_WHAT YOU WILL DO:_ Reproduce every one of the records below word for word, line by line, in the same order.

_INPUT RECORDS:_
* Begin *
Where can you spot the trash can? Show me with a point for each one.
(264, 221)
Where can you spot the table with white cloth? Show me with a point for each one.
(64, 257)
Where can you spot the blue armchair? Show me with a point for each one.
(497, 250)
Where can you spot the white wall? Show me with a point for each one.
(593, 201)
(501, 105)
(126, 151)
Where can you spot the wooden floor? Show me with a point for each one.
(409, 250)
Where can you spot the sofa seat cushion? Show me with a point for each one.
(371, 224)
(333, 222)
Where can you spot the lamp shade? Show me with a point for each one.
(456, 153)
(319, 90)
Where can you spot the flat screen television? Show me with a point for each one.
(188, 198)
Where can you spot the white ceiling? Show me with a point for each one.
* End *
_RESULT:_
Where can you spot the trash can? Show me with a point for each one.
(264, 221)
Where can you spot the table with white cloth? Show me with a point for each one.
(64, 257)
Where can you spot the blue armchair? Show me with a point for each one.
(497, 250)
Where can you spot the white wall? Show me with a point for each one.
(593, 201)
(501, 105)
(126, 151)
Where can you spot the wooden floor? Show me with a point for each one.
(409, 250)
Where can you spot the sofa seat cushion? Show me with a point for each one.
(371, 224)
(333, 222)
Where can you spot the lamp shade? Show me with a point for each one.
(456, 153)
(319, 90)
Where can you spot the flat screen television? Show me with a point for each one.
(188, 198)
Where can you spot the white ceiling? Show me with a point for each one.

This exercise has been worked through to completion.